## Exercise instructions
**1.** Duplicate the passage of the Workshop Rotation text between "- How to do it in a way" and "meet new challenges...", inclusive.
**2.** List each bulleted point in the Workshop Rotation text below.
**3.** According to the Workshop Rotation text, what does the "WORKSHOP" part of the Model provide?

*** Page text ***

The question has always been how to turn that Outreach aspiration into a sustainable practice --and there the Workshop Rotation Model has an answer: make it a workshop.
"How" and "what to change to" have always been the hard questions. "Change" is the only given.
- How to do it in a way that complements our in-class offerings, not cannibalize them.
- How to do it in a sustainable way without killing ourselves or creating a competing program.
- What teaching should look like outside the classroom and online.
- And what methods, technologies, and creative content should we be using.
We've been here before... The Workshop Rotation itself was created to address long-standing problems and make room for new methods of teaching, and I believe can help us tackle these new problems and needs. Let's take a closer look at how the Workshop Rotation Model can help us meet new challenges...
The "ROTATION" part of the Model can address one of our biggest problems -- the trend toward irregular and less-frequent Sunday School attendance and yet the need to teach them the story of faith. And the "WORKSHOP" part of the Model gives us a way to organize and staff our outreach.

*** Provided data ***

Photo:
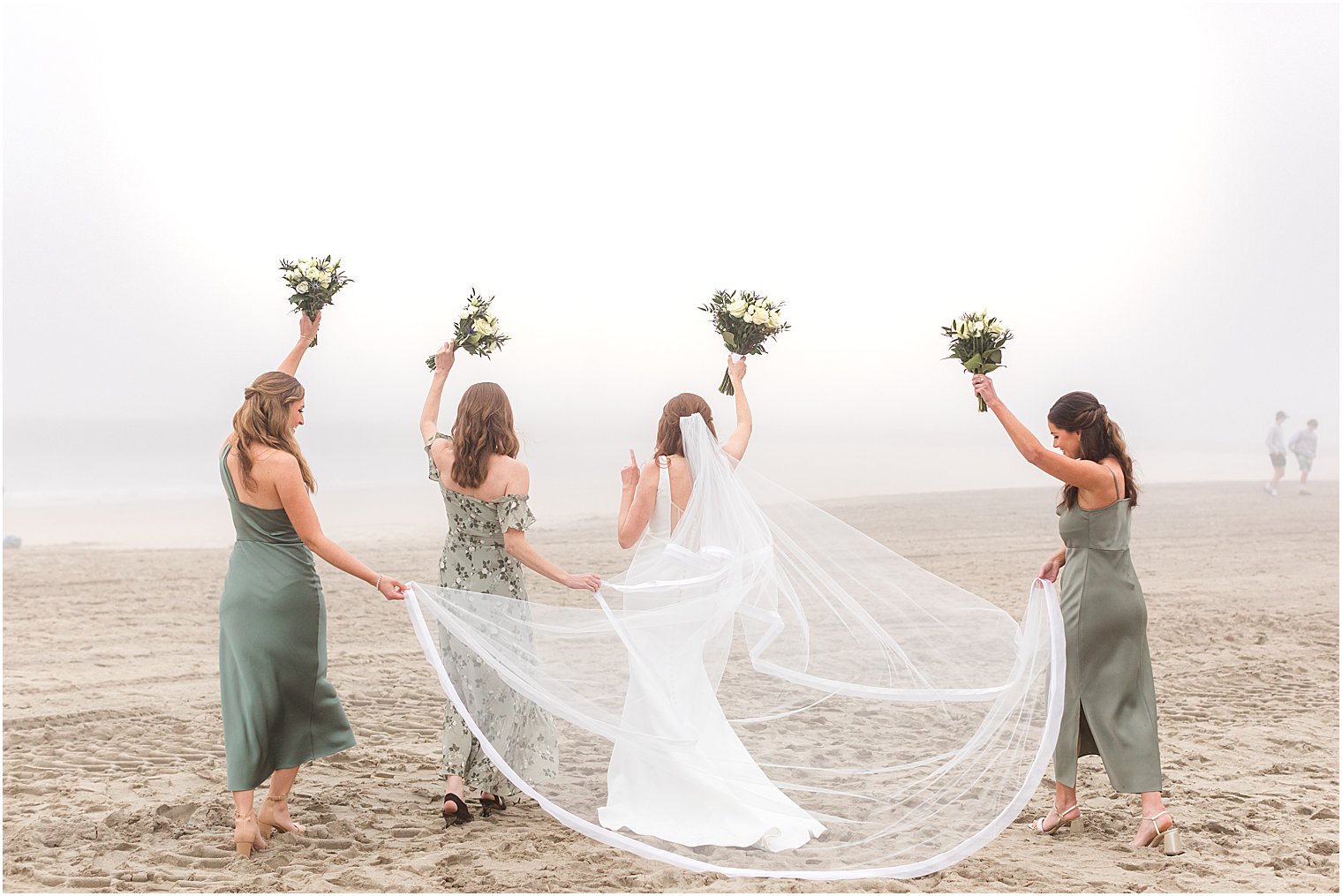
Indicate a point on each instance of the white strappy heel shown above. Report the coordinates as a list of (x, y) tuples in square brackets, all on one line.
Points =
[(1169, 839), (1076, 824)]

***

## Answers by task
**1.**
- How to do it in a way that complements our in-class offerings, not cannibalize them.
- How to do it in a sustainable way without killing ourselves or creating a competing program.
- What teaching should look like outside the classroom and online.
- And what methods, technologies, and creative content should we be using.
We've been here before... The Workshop Rotation itself was created to address long-standing problems and make room for new methods of teaching, and I believe can help us tackle these new problems and needs. Let's take a closer look at how the Workshop Rotation Model can help us meet new challenges...

**2.**
- How to do it in a way that complements our in-class offerings, not cannibalize them.
- How to do it in a sustainable way without killing ourselves or creating a competing program.
- What teaching should look like outside the classroom and online.
- And what methods, technologies, and creative content should we be using.

**3.** It gives a way to organize and staff outreach.